- [Task brief]:
In the data below, which lines hold "antenna"? Copy every one.

- [Records supplied]:
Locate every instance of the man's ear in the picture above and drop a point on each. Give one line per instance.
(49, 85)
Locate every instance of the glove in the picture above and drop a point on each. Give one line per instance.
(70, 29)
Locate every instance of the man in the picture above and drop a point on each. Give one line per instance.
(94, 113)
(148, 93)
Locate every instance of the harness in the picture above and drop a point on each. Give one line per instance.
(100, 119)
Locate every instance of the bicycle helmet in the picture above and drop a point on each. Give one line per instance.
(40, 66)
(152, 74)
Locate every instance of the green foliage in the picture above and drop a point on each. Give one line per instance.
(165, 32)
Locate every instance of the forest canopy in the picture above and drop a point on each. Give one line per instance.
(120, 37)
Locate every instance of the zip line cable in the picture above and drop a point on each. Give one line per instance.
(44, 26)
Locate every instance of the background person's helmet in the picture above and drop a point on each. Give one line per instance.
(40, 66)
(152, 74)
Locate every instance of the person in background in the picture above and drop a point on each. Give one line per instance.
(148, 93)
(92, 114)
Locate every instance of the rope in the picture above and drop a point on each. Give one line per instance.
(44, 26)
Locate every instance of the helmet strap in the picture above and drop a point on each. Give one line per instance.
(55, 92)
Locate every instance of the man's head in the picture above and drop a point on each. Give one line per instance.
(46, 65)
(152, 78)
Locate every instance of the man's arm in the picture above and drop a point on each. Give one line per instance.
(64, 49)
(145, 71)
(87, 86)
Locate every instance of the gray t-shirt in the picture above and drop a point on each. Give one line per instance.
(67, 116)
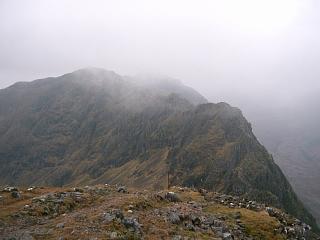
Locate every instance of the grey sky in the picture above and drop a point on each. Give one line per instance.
(230, 50)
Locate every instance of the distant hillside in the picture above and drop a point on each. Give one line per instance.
(94, 126)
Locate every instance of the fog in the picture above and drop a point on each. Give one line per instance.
(252, 54)
(262, 56)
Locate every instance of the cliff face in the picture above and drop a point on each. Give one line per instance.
(94, 126)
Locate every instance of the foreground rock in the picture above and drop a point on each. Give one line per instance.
(105, 212)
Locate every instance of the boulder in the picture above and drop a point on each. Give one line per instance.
(172, 197)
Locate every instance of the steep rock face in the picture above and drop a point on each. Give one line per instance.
(94, 126)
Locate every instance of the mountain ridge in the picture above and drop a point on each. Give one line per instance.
(86, 127)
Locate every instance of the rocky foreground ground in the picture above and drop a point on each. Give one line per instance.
(114, 212)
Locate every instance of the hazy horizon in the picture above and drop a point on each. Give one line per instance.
(251, 54)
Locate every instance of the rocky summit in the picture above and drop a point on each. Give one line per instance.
(94, 126)
(116, 212)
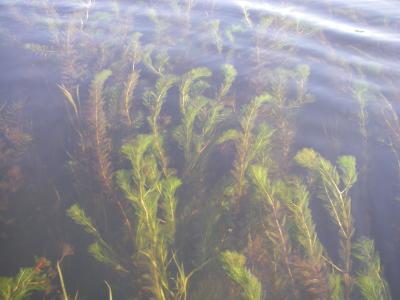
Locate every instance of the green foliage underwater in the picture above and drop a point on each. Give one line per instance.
(160, 150)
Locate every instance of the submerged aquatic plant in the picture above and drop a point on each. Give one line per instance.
(26, 282)
(334, 191)
(250, 144)
(152, 197)
(234, 265)
(275, 223)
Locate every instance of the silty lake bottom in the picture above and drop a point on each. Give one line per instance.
(199, 149)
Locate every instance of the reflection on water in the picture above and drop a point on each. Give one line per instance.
(183, 149)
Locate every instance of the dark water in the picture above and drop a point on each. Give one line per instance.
(330, 67)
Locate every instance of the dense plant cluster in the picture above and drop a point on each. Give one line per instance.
(187, 179)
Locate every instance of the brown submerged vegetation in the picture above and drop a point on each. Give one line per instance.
(147, 130)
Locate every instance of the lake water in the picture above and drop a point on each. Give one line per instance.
(211, 103)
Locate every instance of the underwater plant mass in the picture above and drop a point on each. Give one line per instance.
(188, 150)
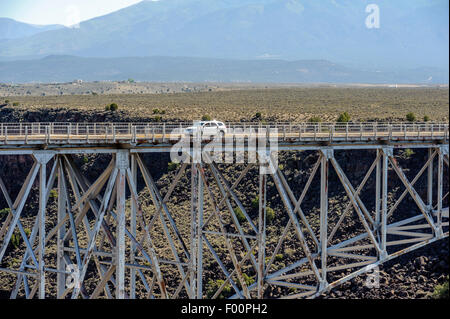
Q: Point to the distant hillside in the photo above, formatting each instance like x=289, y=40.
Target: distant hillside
x=170, y=69
x=411, y=34
x=11, y=29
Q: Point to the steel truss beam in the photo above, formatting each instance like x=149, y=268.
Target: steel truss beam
x=99, y=235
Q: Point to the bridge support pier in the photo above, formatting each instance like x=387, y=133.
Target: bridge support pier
x=97, y=228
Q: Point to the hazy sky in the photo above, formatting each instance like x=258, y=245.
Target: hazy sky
x=66, y=12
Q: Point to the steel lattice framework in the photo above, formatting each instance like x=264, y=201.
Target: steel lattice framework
x=114, y=252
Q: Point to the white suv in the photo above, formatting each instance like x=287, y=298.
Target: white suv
x=207, y=128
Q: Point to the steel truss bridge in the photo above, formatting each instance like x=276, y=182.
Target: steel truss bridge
x=98, y=226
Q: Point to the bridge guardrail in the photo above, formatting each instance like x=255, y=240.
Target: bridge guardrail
x=323, y=130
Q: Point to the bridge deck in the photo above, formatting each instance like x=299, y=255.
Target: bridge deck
x=156, y=134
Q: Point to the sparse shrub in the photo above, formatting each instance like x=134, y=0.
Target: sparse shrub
x=270, y=215
x=343, y=118
x=113, y=107
x=315, y=119
x=411, y=117
x=441, y=291
x=54, y=194
x=172, y=166
x=239, y=214
x=213, y=285
x=27, y=232
x=279, y=257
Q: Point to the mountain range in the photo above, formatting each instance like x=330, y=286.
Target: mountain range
x=188, y=69
x=412, y=38
x=11, y=29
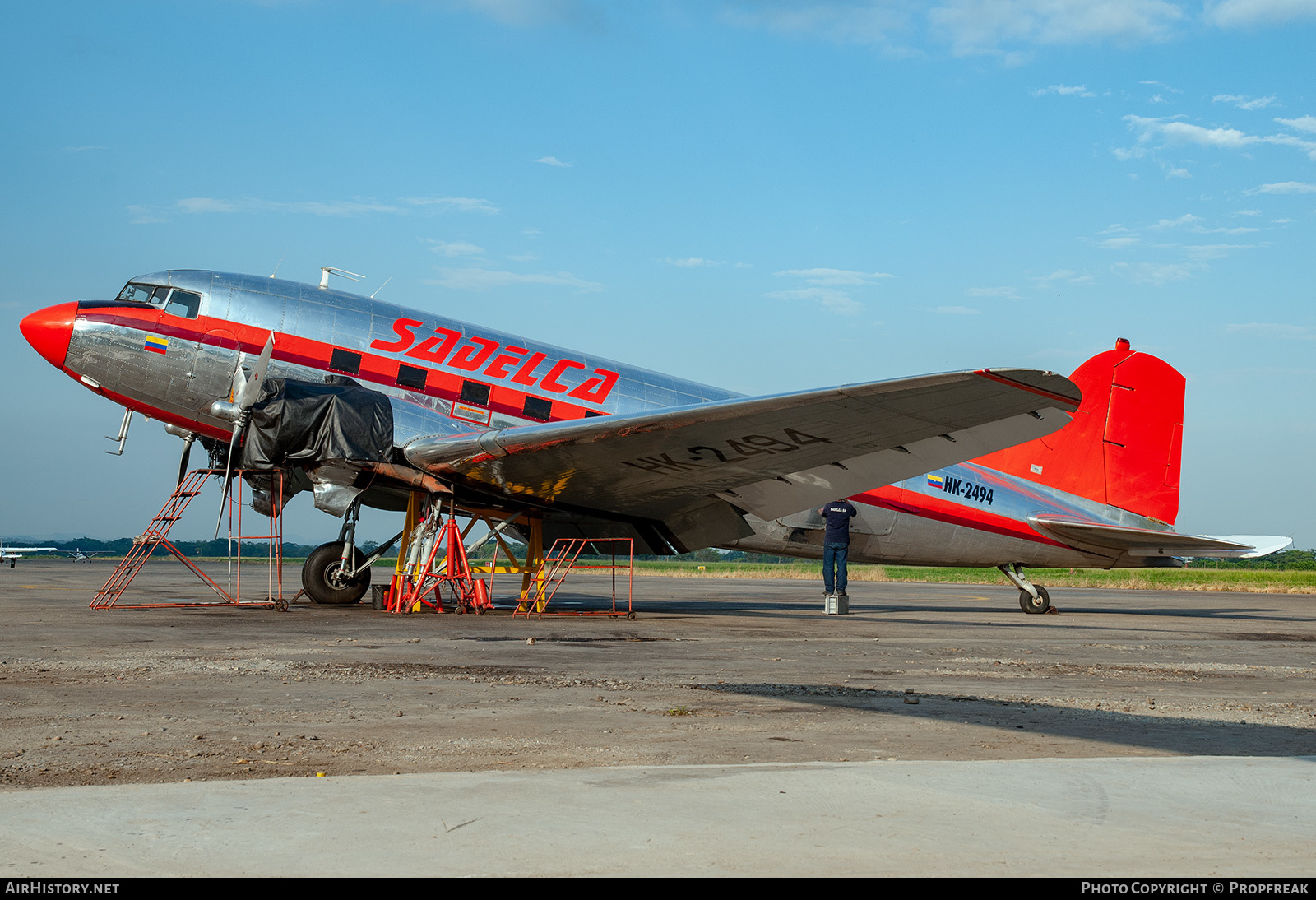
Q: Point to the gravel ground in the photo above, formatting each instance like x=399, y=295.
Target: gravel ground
x=740, y=670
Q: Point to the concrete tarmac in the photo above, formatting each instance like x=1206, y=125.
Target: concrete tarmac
x=730, y=729
x=1202, y=818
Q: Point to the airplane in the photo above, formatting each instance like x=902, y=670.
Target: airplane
x=364, y=401
x=78, y=555
x=13, y=554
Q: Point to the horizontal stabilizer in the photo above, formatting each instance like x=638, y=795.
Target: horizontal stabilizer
x=1149, y=542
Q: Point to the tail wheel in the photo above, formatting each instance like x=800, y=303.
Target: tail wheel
x=324, y=579
x=1039, y=604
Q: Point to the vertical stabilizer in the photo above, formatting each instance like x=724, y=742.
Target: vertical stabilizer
x=1123, y=447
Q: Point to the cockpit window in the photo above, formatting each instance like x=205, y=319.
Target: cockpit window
x=183, y=303
x=174, y=300
x=140, y=292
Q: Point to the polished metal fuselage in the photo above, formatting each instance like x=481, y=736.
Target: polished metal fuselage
x=116, y=349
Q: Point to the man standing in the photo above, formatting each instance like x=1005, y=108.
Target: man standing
x=836, y=545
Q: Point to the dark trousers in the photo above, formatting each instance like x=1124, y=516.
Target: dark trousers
x=835, y=557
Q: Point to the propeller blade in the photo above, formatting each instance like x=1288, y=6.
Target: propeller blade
x=228, y=470
x=247, y=384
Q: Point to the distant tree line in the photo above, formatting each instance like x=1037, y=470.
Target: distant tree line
x=1296, y=559
x=1281, y=559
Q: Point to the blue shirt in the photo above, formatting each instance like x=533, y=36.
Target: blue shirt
x=839, y=515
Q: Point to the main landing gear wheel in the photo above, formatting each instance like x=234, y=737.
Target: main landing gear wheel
x=322, y=577
x=1035, y=605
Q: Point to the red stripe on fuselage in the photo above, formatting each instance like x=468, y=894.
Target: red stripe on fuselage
x=316, y=355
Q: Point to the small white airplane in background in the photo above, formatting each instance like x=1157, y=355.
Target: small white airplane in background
x=13, y=554
x=79, y=555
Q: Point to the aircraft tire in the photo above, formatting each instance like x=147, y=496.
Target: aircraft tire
x=319, y=577
x=1035, y=607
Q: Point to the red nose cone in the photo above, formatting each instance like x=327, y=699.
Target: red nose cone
x=49, y=329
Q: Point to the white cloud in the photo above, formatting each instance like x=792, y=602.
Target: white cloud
x=1156, y=272
x=1285, y=187
x=1302, y=123
x=207, y=204
x=1241, y=13
x=835, y=276
x=980, y=26
x=1274, y=331
x=1244, y=101
x=832, y=20
x=1186, y=219
x=1068, y=276
x=690, y=262
x=831, y=299
x=456, y=249
x=484, y=279
x=1171, y=131
x=993, y=292
x=1215, y=250
x=454, y=204
x=1065, y=91
x=535, y=13
x=1226, y=230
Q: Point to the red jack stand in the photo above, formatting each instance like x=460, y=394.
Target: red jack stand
x=453, y=579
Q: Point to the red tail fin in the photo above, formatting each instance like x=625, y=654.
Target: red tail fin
x=1123, y=447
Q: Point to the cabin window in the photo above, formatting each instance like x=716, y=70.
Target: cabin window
x=412, y=377
x=183, y=303
x=537, y=408
x=475, y=392
x=345, y=361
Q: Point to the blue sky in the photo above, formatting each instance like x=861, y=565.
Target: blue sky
x=763, y=197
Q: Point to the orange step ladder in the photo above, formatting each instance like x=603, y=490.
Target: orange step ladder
x=157, y=536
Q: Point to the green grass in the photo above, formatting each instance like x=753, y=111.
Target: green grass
x=1249, y=581
x=1253, y=581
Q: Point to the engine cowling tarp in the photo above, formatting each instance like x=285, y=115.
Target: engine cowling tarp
x=307, y=423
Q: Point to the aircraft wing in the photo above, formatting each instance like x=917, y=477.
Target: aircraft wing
x=1148, y=542
x=694, y=467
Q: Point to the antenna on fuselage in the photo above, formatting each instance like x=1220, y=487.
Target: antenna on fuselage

- [Worked solution]:
Q: Point to the antenna on fuselage in the photo above, formatting each instance like x=1220, y=487.
Target: antenna on fuselage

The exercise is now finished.